## Your goal
Give back, word for word, the line that contains "Question. Locate the tree" and every line that follows it in the data below.

## Dataset entries
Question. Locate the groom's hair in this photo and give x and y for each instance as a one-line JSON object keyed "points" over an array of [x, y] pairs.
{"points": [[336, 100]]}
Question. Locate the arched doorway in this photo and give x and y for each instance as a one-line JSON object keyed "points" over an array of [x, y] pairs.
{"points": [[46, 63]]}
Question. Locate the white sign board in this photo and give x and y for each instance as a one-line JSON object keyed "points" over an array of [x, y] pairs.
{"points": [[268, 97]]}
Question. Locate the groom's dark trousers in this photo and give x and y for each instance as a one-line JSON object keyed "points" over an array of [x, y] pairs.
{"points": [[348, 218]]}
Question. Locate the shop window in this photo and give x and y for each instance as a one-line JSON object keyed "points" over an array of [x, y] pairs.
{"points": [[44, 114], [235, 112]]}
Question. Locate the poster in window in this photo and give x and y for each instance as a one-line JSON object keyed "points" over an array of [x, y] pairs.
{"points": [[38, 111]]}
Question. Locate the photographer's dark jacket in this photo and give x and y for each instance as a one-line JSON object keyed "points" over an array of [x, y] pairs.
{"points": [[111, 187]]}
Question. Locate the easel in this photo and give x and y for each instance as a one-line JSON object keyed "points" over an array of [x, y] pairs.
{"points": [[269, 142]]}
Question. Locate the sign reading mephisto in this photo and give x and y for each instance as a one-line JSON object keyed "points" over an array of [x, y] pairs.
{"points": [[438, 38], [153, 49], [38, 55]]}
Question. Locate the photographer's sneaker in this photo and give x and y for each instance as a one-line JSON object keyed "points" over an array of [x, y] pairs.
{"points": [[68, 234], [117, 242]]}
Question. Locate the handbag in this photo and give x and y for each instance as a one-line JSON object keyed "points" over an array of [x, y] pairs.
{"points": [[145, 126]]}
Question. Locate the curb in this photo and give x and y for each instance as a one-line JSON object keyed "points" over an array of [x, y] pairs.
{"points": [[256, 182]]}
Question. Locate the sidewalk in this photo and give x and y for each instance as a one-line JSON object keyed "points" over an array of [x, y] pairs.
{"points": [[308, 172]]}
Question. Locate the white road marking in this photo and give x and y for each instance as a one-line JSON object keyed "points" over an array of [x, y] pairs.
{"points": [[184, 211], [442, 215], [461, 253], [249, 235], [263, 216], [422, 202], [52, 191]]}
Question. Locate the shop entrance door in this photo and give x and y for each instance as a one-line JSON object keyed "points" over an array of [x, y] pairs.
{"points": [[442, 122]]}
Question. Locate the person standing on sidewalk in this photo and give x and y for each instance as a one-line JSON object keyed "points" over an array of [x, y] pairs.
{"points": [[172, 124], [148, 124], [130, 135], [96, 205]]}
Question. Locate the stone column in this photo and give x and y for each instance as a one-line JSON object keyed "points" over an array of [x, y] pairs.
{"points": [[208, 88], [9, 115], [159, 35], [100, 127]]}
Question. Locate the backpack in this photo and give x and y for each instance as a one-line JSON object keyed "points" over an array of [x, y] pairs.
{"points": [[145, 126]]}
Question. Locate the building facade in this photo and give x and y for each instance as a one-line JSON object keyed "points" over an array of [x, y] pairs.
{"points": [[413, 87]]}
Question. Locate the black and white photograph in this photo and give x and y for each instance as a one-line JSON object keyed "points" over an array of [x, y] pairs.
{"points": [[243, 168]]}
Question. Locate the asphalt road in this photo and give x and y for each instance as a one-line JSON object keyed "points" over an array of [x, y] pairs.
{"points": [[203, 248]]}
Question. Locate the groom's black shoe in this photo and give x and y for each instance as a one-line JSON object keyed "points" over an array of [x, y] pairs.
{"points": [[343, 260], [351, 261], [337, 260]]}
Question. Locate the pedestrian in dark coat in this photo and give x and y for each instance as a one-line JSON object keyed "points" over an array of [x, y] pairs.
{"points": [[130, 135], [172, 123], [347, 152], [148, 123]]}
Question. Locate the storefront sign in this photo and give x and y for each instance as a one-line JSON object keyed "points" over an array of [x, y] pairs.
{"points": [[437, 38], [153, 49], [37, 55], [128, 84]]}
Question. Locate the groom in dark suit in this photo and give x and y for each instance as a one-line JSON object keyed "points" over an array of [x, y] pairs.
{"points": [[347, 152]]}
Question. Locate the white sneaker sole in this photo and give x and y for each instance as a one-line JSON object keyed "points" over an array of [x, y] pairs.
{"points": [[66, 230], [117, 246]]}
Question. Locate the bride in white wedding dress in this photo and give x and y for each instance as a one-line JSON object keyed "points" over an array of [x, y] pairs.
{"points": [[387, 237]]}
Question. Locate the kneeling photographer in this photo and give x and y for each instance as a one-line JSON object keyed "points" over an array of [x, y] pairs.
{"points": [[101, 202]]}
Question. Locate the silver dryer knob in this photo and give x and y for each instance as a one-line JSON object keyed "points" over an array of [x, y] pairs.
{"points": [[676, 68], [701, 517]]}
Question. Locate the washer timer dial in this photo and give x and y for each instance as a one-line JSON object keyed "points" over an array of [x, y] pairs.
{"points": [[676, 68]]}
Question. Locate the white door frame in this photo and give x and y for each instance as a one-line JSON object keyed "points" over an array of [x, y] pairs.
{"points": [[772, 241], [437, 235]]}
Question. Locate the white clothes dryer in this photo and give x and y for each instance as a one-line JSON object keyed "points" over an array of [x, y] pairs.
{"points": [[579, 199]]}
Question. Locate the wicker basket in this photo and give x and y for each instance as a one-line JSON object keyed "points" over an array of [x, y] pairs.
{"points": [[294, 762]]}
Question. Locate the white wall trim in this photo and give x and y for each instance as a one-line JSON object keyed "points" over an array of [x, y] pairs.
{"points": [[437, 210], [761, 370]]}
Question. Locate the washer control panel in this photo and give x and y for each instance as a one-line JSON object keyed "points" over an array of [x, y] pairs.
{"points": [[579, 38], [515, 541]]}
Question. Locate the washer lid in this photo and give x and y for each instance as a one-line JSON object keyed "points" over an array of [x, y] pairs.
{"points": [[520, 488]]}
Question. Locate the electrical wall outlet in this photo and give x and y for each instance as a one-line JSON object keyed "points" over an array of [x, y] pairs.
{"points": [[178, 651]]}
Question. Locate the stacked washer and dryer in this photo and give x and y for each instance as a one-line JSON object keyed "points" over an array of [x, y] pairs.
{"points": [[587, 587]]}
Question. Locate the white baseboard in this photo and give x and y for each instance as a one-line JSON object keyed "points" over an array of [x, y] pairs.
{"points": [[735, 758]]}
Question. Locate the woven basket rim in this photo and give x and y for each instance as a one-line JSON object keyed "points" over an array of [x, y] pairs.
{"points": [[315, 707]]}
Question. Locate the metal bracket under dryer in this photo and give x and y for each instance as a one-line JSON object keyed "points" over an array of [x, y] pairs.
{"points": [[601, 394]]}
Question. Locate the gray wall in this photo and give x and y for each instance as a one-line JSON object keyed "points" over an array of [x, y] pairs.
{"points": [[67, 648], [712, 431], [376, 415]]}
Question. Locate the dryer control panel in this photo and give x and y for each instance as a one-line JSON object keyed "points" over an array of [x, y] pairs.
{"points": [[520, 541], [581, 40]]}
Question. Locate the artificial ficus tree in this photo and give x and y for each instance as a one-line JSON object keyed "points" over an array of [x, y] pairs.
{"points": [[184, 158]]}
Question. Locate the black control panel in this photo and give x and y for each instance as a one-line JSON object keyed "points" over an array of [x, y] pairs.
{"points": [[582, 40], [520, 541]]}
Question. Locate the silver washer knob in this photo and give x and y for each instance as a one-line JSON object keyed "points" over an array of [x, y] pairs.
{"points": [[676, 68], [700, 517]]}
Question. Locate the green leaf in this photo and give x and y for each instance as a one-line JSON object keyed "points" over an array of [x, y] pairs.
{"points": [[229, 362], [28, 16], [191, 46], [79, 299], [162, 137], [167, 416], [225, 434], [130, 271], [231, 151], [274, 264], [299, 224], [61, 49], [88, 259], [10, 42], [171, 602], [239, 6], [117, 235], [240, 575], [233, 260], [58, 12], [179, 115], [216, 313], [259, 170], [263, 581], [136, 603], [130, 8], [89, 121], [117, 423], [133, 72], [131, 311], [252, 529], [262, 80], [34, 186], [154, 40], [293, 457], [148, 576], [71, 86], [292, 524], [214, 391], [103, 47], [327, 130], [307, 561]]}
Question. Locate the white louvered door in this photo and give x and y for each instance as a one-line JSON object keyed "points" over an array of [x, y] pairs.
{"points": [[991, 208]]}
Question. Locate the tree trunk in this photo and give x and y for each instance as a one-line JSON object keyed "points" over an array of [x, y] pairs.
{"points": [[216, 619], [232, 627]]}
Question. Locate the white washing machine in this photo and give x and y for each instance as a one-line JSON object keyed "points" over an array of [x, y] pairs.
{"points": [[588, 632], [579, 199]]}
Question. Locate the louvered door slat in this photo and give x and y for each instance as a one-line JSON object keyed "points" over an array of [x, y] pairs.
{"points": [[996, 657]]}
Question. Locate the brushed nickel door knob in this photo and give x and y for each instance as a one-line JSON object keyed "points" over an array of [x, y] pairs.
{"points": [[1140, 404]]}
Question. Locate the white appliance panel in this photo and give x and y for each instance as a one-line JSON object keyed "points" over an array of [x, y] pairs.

## Problem solution
Question. Locate the tree trunk in this photo and give x and y for each instance as a one-line JSON object keyed "points" over an array of [x, y] pairs.
{"points": [[216, 619], [232, 627]]}
Question. Locate the white washing machine in this photo and give x and y for each instance as a one-line JSON object keyed "points" over an array of [x, y] pairs.
{"points": [[588, 632], [579, 199]]}
Question. Locate the louvered door slat in this photo and give x and y for each instance as a one-line JSON object keyed "points" over an array of [x, y] pairs.
{"points": [[996, 657]]}
Question. Locate the brushed nickel door knob in this photo and give x and y for each instance as a one-line JSON object keyed "points" over an array of [x, y] pairs.
{"points": [[1140, 404]]}
Question. Locate the white appliance panel in this photo and give x and y for each instance as a one-line JSON object keyed "points" over an array of [x, y] pairs.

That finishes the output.